══ SELECTION

The Red Grade

Muslim. Malay. Singaporean. ‘Nuff said.

The Israel Lobby (part 22)

Article by John Mearsheimer and Stephen Walt

Given the neo-conservatives’ devotion to Israel, their obsession with Iraq, and their influence in the Bush administration, it isn’t surprising that many Americans suspected that the war was designed to further Israeli interests. Last March, Barry Jacobs of the American Jewish Committee acknowledged that the belief that Israel and the neo-conservatives had conspired to get the US into a war in Iraq was ‘pervasive’ in the intelligence community. Yet few people would say so publicly, and most of those who did – including Senator Ernest Hollings and Representative James Moran – were condemned for raising the issue. Michael Kinsley wrote in late 2002 that ‘the lack of public discussion about the role of Israel . . . is the proverbial elephant in the room.’ The reason for the reluctance to talk about it, he observed, was fear of being labeled an anti-Semite. There is little doubt that Israel and the Lobby were key factors in the decision to go to war. It’s a decision the US would have been far less likely to take without their efforts. And the war itself was intended to be only the first step. A front-page headline in the Wall Street Journal shortly after the war began says it all: ‘President’s Dream: Changing Not Just Regime but a Region: A Pro-US, Democratic Area Is a Goal that Has Israeli and Neo-Conservative Roots.’

Pro-Israel forces have long been interested in getting the US military more directly involved in the Middle East. But they had limited success during the Cold War, because America acted as an ‘off-shore balancer’ in the region. Most forces designated for the Middle East, like the Rapid Deployment Force, were kept ‘over the horizon’ and out of harm’s way. The idea was to play local powers off against each other – which is why the Reagan administration supported Saddam against revolutionary Iran during the Iran-Iraq War – in order to maintain a balance favorable to the US.

This policy changed after the first Gulf War, when the Clinton administration adopted a strategy of ‘dual containment’. Substantial US forces would be stationed in the region in order to contain both Iran and Iraq, instead of one being used to check the other. The father of dual containment was none other than Martin Indyk, who first outlined the strategy in May 1993 at WINEP and then implemented it as director for Near East and South Asian Affairs at the National Security Council.

════

REQUEST 1
According to the article on the Israel lobby, who was the father of dual containment?
REQUEST 2
In the entries, take the lines starting at the one containing "rocky cliff face." and ending at the one containing "the stone wall.", and change "photo" to "image" throughout them, leaving everything else unchanged. Give only those lines.
The article and the entries are separate, unrelated material.

══ INFORMATION GIVEN

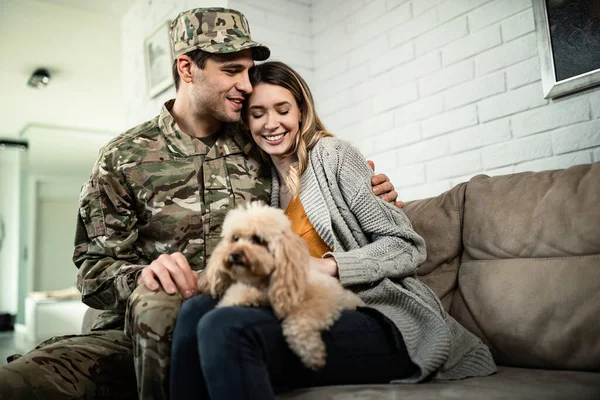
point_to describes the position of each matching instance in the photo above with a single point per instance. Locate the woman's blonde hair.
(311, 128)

════
══ INFORMATION GIVEN

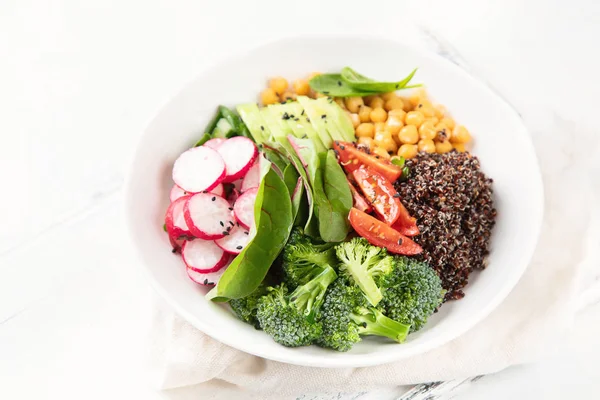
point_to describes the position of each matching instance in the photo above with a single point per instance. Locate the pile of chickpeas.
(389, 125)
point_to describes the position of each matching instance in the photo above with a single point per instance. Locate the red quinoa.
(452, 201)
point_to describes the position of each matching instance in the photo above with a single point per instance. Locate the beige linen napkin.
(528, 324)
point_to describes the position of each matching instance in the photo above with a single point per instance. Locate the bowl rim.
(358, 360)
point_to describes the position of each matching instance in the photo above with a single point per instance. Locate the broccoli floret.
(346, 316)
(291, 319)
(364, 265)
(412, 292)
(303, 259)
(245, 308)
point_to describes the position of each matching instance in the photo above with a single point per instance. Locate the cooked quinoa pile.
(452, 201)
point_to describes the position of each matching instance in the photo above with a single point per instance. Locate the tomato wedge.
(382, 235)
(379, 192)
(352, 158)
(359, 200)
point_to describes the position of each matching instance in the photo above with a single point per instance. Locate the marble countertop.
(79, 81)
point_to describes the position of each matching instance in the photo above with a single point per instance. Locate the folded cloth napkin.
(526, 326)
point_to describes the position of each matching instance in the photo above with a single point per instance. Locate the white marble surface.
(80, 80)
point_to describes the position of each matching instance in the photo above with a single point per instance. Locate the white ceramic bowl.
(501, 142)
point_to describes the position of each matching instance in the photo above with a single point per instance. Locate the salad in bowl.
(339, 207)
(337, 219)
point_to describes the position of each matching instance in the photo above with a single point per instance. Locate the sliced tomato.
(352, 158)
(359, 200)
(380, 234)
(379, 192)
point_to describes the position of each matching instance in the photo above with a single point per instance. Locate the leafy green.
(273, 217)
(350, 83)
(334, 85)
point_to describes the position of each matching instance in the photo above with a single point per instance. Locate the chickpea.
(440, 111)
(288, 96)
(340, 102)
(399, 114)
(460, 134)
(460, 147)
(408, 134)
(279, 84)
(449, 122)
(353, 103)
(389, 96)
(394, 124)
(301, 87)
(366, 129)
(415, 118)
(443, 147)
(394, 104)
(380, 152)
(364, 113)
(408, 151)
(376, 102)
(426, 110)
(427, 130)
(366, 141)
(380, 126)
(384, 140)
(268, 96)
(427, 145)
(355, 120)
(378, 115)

════
══ INFORMATION GIVEN

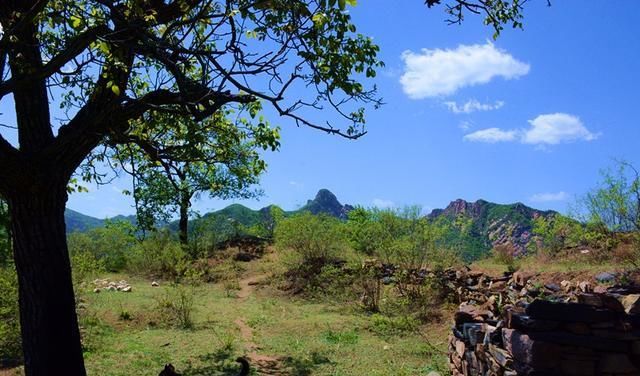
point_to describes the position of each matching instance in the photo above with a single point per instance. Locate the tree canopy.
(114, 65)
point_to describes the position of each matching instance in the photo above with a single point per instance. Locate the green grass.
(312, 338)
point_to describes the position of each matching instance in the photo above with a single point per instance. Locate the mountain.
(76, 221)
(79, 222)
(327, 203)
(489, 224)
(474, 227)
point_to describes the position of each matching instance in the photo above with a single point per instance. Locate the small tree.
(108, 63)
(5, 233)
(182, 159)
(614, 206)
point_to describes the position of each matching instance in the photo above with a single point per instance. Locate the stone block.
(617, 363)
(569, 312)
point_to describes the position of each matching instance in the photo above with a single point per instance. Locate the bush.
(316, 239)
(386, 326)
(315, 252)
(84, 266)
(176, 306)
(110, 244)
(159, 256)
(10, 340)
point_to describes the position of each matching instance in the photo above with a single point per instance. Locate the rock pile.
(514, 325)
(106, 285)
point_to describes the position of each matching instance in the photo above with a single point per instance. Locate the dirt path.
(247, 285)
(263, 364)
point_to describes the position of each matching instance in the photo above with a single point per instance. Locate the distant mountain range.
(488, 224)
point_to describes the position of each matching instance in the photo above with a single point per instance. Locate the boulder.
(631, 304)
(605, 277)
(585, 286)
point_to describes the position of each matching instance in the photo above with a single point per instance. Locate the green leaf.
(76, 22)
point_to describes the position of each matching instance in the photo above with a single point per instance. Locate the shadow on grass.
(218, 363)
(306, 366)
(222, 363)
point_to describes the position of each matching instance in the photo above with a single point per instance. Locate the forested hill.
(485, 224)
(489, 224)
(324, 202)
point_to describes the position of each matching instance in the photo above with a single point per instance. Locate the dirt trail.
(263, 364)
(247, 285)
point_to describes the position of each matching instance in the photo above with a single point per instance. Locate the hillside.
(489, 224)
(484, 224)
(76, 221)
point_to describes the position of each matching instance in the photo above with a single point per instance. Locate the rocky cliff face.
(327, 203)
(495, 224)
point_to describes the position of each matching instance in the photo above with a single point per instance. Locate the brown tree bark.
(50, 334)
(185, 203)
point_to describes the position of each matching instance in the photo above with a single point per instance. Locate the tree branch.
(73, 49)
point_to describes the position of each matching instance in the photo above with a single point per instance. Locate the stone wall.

════

ANSWER 1
Martin Indyk

ANSWER 2
point_to describes the position of each matching instance in the image above with a single point per instance. Locate the rocky cliff face.
(327, 203)
(495, 224)
point_to describes the position of each matching instance in the image above with a single point per instance. Locate the brown tree bark.
(50, 334)
(185, 203)
point_to describes the position of each matching instance in the image above with a single point per instance. Locate the tree branch.
(73, 49)
point_to describes the position of each matching instance in the image above with a single point per instance. Locate the stone wall.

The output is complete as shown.